=== EXCERPTED TEXT ===

Extension and Ag Research News

Accessibility


| Share

Prairie Fare: Food Storage Questions Abound in COVID-19 Pandemic

Many people have stocked up during the COVID-19 pandemic, while others are exploring cupboards, refrigerators and freezers for food to use up.

By Julie Garden-Robinson, Food and Nutrition Specialist

NDSU Extension

“We’re eating out of the freezer,” one of my Facebook friends said. “What do you think of this really, really old pizza we bought from a kid who was fundraising?”

A picture of an ice-covered, dried out, grayish pizza sitting on a pan accompanied his Facebook post. He’s a funny guy.

It looked very freezer-burned to me and not appetizing at all.

“Scrape the ice from the pizza so you don’t get a soggy crust,” some advised.

Later, my Facebook friend reported the pizza was “really nasty,” even with extra cheese.

He didn’t report getting sick but, obviously, he didn’t enjoy the product.

Others commented about the nearly “antique” food they are finding in their homes.

Freezer burn is a quality issue, not a safety issue. It occurs when the surface of food dehydrates due to exposure to the air, usually because of packaging issues. Freezer-burned food does not cause foodborne illness.

On another day, the same Facebook friend posted a picture of 10-year-old frozen ground beef. On a positive note, the meat was wrapped in white butcher paper and was clearly marked.

===

- _REQUIRED WORK_
[A] Which places does the opening sentence of the Prairie Fare column say people are exploring for food to use up?
[B] Rewrite the Prairie Fare column between "It looked very" and "with extra cheese.", inclusive, replacing "pizza" with "lasagna" each time it appears.

=== LISTED ENTRIES ===

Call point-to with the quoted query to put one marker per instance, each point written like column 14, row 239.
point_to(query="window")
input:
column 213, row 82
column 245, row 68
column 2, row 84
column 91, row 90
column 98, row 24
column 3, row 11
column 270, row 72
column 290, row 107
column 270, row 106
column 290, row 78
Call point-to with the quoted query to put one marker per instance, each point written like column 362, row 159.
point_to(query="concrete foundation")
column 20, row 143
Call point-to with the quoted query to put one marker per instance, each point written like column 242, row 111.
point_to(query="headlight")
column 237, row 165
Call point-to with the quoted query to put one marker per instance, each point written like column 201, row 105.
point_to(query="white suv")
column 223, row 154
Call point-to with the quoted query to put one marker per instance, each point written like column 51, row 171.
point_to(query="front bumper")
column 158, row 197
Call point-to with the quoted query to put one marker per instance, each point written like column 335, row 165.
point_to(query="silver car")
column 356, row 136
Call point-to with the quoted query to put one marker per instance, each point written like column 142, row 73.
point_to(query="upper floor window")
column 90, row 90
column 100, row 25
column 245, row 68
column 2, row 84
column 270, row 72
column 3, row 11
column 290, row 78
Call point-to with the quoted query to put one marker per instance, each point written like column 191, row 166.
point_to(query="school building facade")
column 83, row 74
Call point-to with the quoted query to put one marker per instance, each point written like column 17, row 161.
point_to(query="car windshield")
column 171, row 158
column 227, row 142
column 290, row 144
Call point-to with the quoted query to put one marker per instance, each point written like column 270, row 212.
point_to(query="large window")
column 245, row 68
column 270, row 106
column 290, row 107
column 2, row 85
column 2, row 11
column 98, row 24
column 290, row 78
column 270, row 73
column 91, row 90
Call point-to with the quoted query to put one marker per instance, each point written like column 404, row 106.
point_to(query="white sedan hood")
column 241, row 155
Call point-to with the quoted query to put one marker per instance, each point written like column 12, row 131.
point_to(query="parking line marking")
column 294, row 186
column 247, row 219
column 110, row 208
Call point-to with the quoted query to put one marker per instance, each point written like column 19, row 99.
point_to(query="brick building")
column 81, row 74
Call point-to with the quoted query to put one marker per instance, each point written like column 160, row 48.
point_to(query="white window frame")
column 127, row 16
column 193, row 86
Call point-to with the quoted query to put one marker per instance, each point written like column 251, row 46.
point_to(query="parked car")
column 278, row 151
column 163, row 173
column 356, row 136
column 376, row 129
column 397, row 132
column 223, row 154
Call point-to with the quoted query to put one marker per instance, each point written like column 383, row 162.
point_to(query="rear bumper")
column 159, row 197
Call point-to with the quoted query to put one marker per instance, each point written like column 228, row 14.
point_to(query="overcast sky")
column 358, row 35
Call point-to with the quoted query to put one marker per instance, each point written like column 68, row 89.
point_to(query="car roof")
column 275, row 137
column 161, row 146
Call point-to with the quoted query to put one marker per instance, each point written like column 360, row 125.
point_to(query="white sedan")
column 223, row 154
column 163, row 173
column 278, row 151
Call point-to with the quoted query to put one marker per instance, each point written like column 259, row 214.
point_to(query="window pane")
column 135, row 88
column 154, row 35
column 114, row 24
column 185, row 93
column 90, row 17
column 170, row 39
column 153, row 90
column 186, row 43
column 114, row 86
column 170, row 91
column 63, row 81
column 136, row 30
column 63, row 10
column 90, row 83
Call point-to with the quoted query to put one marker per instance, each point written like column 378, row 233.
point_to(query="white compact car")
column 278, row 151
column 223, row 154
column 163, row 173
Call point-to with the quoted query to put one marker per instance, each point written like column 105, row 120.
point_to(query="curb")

===

- _EXERCISE RESULTS_
[A] Cupboards, refrigerators and freezers.

[B]
It looked very freezer-burned to me and not appetizing at all.

“Scrape the ice from the lasagna so you don’t get a soggy crust,” some advised.

Later, my Facebook friend reported the lasagna was “really nasty,” even with extra cheese.